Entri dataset
------------------------------------------------------------------------

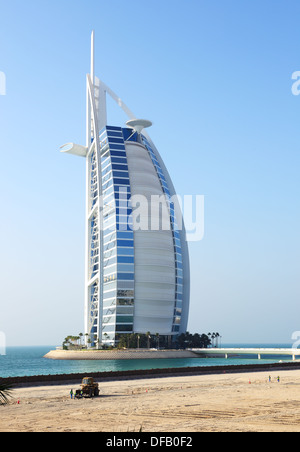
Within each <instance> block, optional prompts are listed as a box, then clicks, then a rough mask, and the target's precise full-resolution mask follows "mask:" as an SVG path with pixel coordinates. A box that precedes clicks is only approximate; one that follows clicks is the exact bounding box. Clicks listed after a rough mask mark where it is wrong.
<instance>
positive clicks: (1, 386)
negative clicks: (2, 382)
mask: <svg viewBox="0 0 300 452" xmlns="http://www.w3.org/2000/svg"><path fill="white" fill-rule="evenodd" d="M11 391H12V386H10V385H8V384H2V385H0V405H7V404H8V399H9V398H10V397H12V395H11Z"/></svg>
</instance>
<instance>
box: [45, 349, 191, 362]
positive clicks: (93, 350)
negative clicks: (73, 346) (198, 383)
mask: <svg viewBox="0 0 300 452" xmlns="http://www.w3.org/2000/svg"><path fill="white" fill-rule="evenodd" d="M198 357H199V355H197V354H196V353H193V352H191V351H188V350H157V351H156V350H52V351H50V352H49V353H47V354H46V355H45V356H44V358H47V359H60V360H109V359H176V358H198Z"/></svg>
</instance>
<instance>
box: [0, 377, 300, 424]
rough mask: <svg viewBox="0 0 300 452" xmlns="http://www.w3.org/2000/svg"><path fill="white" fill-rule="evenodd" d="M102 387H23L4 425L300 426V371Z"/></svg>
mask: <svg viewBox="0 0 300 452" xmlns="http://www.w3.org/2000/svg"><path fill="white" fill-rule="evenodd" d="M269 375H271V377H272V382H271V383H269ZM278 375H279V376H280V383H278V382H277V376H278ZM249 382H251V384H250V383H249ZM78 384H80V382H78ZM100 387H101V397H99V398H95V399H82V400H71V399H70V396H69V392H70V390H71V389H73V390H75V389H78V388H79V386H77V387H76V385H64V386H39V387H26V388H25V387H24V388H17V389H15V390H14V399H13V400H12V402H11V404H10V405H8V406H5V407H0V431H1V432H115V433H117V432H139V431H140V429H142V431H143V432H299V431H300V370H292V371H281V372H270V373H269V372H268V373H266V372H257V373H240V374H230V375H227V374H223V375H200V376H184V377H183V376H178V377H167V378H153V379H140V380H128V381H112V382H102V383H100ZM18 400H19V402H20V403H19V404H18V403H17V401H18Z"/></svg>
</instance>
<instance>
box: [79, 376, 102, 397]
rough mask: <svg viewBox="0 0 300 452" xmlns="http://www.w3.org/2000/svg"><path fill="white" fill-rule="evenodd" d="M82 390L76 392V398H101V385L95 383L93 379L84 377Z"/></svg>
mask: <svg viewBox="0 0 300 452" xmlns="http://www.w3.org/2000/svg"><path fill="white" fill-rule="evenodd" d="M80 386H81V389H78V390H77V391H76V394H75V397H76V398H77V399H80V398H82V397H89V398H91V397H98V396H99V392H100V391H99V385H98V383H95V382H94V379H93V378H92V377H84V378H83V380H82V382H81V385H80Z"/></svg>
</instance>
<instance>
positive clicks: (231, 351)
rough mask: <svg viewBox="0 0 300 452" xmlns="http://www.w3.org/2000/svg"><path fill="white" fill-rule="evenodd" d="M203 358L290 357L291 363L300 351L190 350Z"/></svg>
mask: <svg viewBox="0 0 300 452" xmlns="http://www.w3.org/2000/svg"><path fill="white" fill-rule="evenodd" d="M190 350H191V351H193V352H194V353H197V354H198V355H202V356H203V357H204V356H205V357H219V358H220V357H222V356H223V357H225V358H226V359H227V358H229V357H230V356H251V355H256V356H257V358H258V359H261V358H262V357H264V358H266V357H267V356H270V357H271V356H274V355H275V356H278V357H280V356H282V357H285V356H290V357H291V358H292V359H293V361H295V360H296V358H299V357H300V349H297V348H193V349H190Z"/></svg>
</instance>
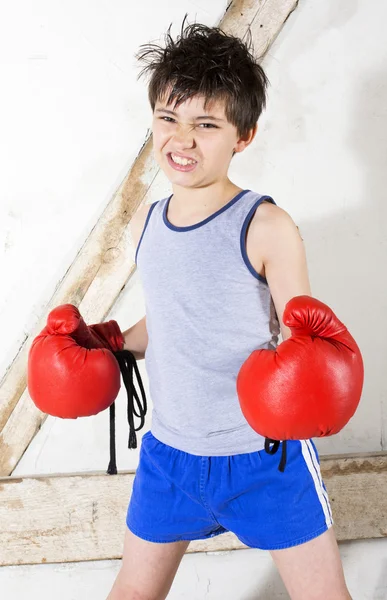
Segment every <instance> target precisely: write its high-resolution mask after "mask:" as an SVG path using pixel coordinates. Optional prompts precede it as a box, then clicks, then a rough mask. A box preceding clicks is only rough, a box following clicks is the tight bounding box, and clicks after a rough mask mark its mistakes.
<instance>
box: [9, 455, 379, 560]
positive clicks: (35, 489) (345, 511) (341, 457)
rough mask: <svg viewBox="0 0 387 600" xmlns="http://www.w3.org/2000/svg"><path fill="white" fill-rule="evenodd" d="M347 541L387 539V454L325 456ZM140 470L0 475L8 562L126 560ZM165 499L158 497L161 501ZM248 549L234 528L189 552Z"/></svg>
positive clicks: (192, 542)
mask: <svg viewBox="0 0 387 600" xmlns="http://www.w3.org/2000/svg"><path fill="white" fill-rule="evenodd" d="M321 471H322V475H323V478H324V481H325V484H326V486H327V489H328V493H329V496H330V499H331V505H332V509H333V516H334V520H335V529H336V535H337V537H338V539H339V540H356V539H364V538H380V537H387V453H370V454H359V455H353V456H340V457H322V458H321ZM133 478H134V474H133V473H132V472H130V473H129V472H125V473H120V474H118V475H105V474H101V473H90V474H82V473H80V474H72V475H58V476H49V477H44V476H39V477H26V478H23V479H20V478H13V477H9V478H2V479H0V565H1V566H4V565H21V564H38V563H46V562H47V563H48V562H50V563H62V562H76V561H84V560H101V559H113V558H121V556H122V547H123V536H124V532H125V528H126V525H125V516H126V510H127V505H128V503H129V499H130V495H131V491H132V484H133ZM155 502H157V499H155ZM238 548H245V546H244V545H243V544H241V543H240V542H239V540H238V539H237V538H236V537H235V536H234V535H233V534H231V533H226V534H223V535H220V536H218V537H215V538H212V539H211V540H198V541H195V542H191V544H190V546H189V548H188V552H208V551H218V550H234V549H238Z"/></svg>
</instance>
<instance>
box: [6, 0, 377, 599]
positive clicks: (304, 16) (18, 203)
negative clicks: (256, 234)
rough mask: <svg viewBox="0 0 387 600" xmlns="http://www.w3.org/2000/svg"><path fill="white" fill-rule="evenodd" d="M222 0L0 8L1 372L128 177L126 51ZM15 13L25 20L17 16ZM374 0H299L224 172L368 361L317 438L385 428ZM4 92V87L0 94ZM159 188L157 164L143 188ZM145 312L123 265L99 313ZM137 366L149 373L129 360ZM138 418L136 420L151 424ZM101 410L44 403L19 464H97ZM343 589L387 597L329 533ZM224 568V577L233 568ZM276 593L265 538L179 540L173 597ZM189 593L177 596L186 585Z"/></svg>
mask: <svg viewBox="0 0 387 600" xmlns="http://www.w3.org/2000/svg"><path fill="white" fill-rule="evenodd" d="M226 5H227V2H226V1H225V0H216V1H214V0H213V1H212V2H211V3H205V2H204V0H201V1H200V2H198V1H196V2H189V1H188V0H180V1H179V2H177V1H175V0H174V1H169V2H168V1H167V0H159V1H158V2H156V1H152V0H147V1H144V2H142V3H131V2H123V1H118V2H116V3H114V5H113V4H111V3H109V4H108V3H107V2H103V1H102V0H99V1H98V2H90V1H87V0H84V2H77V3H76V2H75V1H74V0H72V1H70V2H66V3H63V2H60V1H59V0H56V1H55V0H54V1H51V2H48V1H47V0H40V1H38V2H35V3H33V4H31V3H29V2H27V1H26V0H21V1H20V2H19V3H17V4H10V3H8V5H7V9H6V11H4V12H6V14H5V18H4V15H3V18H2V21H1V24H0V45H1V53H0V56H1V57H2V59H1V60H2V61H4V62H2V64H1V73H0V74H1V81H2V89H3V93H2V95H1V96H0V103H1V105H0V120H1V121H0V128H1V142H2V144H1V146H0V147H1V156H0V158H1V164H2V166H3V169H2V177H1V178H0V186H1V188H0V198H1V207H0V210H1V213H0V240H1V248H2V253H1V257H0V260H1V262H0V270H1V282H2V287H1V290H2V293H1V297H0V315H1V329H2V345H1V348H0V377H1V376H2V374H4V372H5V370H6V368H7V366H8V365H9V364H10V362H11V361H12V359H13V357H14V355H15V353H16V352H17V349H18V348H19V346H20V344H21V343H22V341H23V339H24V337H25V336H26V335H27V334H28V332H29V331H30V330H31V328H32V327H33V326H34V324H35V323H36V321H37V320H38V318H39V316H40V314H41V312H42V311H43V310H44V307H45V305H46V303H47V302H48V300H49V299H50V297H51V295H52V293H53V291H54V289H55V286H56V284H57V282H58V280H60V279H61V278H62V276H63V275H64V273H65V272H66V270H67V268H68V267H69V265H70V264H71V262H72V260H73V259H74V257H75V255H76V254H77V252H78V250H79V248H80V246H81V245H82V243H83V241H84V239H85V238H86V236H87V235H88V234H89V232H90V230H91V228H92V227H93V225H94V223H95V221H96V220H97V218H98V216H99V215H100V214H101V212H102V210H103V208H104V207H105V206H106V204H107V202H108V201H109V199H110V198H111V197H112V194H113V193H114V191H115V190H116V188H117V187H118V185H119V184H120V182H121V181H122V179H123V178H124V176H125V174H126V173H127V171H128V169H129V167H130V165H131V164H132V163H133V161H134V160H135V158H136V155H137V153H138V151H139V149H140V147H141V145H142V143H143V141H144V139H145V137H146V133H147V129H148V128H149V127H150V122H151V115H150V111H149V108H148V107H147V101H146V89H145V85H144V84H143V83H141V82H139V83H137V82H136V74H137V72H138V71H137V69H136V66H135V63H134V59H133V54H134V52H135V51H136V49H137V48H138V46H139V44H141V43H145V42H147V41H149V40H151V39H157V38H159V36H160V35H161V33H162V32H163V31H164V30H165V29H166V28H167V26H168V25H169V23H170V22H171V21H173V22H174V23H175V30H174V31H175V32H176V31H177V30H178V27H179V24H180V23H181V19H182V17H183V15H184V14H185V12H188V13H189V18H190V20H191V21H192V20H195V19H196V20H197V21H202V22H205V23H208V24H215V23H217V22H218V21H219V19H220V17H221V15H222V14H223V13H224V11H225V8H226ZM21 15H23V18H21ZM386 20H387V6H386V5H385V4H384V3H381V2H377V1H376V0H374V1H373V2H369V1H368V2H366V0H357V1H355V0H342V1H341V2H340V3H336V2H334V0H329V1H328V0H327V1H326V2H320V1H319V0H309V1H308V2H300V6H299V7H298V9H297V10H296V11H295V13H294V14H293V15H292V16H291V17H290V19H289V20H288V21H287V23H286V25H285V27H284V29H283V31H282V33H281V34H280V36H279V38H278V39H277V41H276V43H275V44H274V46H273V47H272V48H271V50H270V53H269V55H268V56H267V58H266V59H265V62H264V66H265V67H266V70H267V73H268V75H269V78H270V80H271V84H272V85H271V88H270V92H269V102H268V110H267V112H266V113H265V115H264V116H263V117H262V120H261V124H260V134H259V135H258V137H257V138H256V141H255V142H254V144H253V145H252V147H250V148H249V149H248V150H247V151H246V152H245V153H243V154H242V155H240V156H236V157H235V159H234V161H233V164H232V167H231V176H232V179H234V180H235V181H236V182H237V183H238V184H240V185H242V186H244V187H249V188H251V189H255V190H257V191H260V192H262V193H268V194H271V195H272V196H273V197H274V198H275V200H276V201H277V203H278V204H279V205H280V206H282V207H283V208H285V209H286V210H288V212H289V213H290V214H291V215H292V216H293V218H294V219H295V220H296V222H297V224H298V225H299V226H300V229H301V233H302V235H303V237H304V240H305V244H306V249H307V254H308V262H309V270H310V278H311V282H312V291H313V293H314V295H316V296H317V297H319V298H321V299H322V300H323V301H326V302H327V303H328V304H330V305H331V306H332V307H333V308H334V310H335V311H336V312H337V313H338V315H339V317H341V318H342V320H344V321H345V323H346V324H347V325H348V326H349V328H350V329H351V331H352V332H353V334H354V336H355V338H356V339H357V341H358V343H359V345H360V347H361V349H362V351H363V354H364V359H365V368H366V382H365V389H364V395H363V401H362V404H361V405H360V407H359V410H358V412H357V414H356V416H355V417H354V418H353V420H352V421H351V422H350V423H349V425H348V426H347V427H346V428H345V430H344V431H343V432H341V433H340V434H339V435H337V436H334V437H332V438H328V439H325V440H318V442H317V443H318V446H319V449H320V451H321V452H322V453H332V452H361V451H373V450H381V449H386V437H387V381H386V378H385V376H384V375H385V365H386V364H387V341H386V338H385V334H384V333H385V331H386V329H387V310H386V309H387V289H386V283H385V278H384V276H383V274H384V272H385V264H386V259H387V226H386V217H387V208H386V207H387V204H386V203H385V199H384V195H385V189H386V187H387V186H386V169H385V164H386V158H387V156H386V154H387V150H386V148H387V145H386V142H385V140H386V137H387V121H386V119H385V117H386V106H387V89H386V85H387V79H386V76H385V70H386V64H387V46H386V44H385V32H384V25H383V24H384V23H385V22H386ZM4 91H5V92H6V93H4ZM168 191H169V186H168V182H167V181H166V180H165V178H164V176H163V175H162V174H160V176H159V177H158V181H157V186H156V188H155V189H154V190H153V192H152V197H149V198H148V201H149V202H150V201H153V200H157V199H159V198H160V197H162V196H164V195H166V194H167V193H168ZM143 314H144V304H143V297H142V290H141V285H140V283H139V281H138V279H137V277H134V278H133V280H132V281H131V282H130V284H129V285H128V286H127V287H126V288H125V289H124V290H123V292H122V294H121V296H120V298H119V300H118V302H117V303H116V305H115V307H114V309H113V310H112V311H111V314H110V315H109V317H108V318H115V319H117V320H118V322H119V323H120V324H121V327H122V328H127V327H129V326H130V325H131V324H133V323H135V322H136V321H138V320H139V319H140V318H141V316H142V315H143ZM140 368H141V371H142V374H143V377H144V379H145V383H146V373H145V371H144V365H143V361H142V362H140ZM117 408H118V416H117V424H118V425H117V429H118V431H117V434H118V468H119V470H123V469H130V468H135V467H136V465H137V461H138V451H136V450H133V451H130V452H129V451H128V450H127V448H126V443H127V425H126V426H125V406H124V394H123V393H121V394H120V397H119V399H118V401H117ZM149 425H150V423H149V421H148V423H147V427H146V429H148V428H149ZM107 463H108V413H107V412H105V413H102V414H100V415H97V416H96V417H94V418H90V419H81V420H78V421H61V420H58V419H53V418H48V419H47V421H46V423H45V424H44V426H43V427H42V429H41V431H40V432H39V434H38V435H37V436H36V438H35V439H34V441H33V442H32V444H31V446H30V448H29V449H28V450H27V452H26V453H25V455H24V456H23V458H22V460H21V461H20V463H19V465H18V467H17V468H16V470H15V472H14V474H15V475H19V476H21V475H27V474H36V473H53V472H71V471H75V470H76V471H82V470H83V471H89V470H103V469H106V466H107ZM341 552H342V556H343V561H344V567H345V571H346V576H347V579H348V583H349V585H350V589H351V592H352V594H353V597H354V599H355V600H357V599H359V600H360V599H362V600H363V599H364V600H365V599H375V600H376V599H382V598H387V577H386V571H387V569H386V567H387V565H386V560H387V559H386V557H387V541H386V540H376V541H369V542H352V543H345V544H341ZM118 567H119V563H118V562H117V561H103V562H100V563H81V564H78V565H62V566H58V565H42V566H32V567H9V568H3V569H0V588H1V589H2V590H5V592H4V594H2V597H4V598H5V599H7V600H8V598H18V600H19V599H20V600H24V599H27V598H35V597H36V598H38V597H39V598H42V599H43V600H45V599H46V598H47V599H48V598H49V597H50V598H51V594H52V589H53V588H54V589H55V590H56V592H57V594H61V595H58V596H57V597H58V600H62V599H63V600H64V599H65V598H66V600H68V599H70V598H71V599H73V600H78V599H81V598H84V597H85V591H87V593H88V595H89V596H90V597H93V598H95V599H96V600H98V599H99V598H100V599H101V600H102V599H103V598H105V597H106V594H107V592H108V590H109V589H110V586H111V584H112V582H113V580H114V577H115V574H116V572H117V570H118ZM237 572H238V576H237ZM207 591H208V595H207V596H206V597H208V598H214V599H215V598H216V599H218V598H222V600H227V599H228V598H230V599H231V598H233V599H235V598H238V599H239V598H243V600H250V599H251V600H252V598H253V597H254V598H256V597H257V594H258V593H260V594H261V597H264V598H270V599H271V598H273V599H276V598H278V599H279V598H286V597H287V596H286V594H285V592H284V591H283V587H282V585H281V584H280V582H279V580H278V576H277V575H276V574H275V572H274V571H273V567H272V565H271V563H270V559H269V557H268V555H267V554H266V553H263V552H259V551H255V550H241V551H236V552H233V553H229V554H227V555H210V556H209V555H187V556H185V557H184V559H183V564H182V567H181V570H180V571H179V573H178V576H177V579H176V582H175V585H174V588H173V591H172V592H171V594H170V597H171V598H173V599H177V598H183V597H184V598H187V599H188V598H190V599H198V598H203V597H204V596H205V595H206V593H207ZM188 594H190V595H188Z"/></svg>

------------------------------------------------------------------------

→ **INSTRUKSI ANDA**
Masukkan baris-baris entri ke dalam daftar JSON berisi string, satu string untuk setiap baris, mulai dari awal entri sampai dengan baris yang memuat "negative clicks: (2, 382)", termasuk baris itu. Lewati baris kosong dan jangan sertakan gambar.

→ **SOLUSI MASALAH**
[
  "Within each <instance> block, optional prompts are listed as a box, then clicks, then a rough mask, and the target's precise full-resolution mask follows \"mask:\" as an SVG path with pixel coordinates. A box that precedes clicks is only approximate; one that follows clicks is the exact bounding box. Clicks listed after a rough mask mark where it is wrong.",
  "<instance>",
  "positive clicks: (1, 386)",
  "negative clicks: (2, 382)"
]